— start Source document —

SIZE RELATIONSHIPS IN POLYNOMIAL MULTIPLICATION:

  A has |A| coefficients (degree |A|-1)
  B has |B| coefficients (degree |B|-1)
  C = A*B has |A|+|B|-1 coefficients

  Example: A = [1, 2, 3]  (|A|=3)
           B = [4, 5, 6, 7]  (|B|=4)

  Product size = 3 + 4 - 1 = 6 coefficients
  FFT size     = next power of 2 >= 6 = 8

  ┌───┬───┬───┬───┬───┬───┬───┬───┐
  │ c₀│ c₁│ c₂│ c₃│ c₄│ c₅│ 0 │ 0 │  <- FFT output (size 8)
  └───┴───┴───┴───┴───┴───┴───┴───┘
  ├─── result: take first 6 ───┤ ├junk┤

  Common bugs:
  X result.resize(max(|A|,|B|)) = 4  -> loses c₄, c₅
  X result.resize(n_fft) = 8         -> includes garbage zeros
  OK result.resize(|A|+|B|-1) = 6     -> correct

Trap: "Self-convolution counts each pair once."

Self-convolution of a frequency array counts ordered pairs. If freq = [0, 2, 1] (two 1s, one 2), then conv[2] = freq[1]*freq[1] = 4, which counts pairs (1,1), (1,1), (1,1), (1,1) -- all four ordered selections of two elements from {1, 1}. For unordered pairs, you need to subtract the $i=j$ diagonal and divide by 2. Forgetting this adjustment is a classic source of WA.

SELF-CONVOLUTION PAIR COUNTING:

  Array: [1, 1, 2]    freq[1]=2, freq[2]=1

  Raw convolution result for sum k:
    conv[2] = freq[0]*freq[2] + freq[1]*freq[1] + freq[2]*freq[0]
            = 0*1 + 2*2 + 1*0 = 4    <- ORDERED pairs summing to 2

  Ordered pairs summing to 2: (1,1) x 4 ways
    (elem 0 + elem 1), (elem 1 + elem 0),
    (elem 0 + elem 0), (elem 1 + elem 1)  <- includes i=j!

— end Source document —

Directive 1: In the notes on FFT polynomial multiplication, what FFT size is chosen for multiplying A = [1, 2, 3] by B = [4, 5, 6, 7]?
Directive 2: Continue the notes on FFT polynomial multiplication from the point where they stop.

— start Provided data —

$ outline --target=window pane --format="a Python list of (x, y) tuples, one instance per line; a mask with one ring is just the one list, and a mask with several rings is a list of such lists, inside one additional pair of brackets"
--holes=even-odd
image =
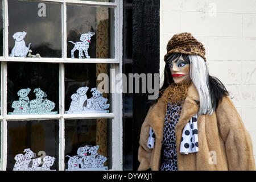
[[(55, 160), (50, 169), (58, 169), (59, 121), (8, 121), (7, 132), (7, 170), (13, 169), (15, 156), (25, 155), (24, 151), (27, 148), (30, 148), (36, 158), (43, 158), (46, 155), (54, 157)], [(22, 155), (17, 156), (16, 159), (21, 159), (22, 162), (30, 161), (23, 160)]]
[(59, 64), (8, 63), (7, 113), (56, 114), (59, 71)]
[(113, 9), (68, 5), (67, 16), (68, 57), (114, 57)]
[(0, 56), (3, 56), (3, 2), (2, 1), (0, 1)]
[[(97, 81), (97, 76), (100, 73), (105, 73), (106, 78)], [(65, 64), (65, 110), (66, 113), (110, 112), (109, 94), (106, 93), (108, 92), (104, 93), (104, 89), (107, 90), (108, 86), (108, 64)], [(108, 80), (110, 80), (109, 78)], [(93, 94), (94, 94), (94, 93), (97, 92), (97, 90), (94, 90), (94, 88), (98, 88), (98, 86), (99, 86), (99, 92), (103, 94), (93, 97)], [(80, 92), (84, 90), (85, 92), (81, 93)], [(90, 104), (96, 104), (96, 102), (98, 103), (97, 106), (96, 105), (89, 106)]]
[[(30, 49), (34, 55), (61, 57), (60, 4), (10, 0), (8, 11), (9, 55), (22, 56)], [(19, 41), (22, 40), (23, 44)]]
[[(82, 160), (81, 163), (71, 163), (72, 157), (73, 158), (74, 156), (81, 159), (90, 155), (92, 158), (96, 155), (94, 156), (97, 159), (97, 156), (100, 155), (108, 158), (107, 119), (66, 120), (65, 131), (65, 156), (69, 156), (65, 158), (65, 169), (73, 168), (77, 170), (97, 168), (92, 166), (93, 159), (92, 158), (88, 163), (85, 160)], [(92, 147), (98, 145), (99, 148), (96, 146), (94, 147), (96, 149), (94, 151), (92, 151), (89, 149), (89, 147), (85, 147), (86, 145)], [(86, 148), (84, 148), (85, 150), (82, 150), (82, 152), (80, 152), (79, 150), (80, 147)], [(101, 164), (101, 167), (108, 166), (108, 160)]]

— end Provided data —

Task output 1: 8

Task output 2:
  Adjustments for UNORDERED DISTINCT pairs:
    1. Subtract i=j: conv[2k] -= freq[k]  (for each k)
    2. Divide by 2:  conv[s] /= 2

  ┌──────────────────────────────────────────────┐
  │ Raw conv = ordered pairs (including i=j)     │
  │ Subtract diagonal -> ordered pairs (i!=j)      │
  │ Divide by 2 -> unordered pairs (i!=j)          │
  └──────────────────────────────────────────────┘

Trap: "I can do NTT with any prime, as long as I have a primitive root."

You need a primitive root of order exactly $n$ (your FFT size), meaning $n\mid (p-1)$. Having a primitive root modulo $p$ (order $p-1$) isn't enough -- you need $p-1$ to be divisible by $n$. For $p={10}^9+7$, since $p-1=2\times 500000003$, the only power-of-2 NTT size supported is $n=2$. That's why 998244353 ($=119\times 2^{23}+1$) is the standard choice.

NTT PRIME COMPATIBILITY CHECK:

  For NTT of size n (must be power of 2):
    REQUIREMENT: n divides (p - 1)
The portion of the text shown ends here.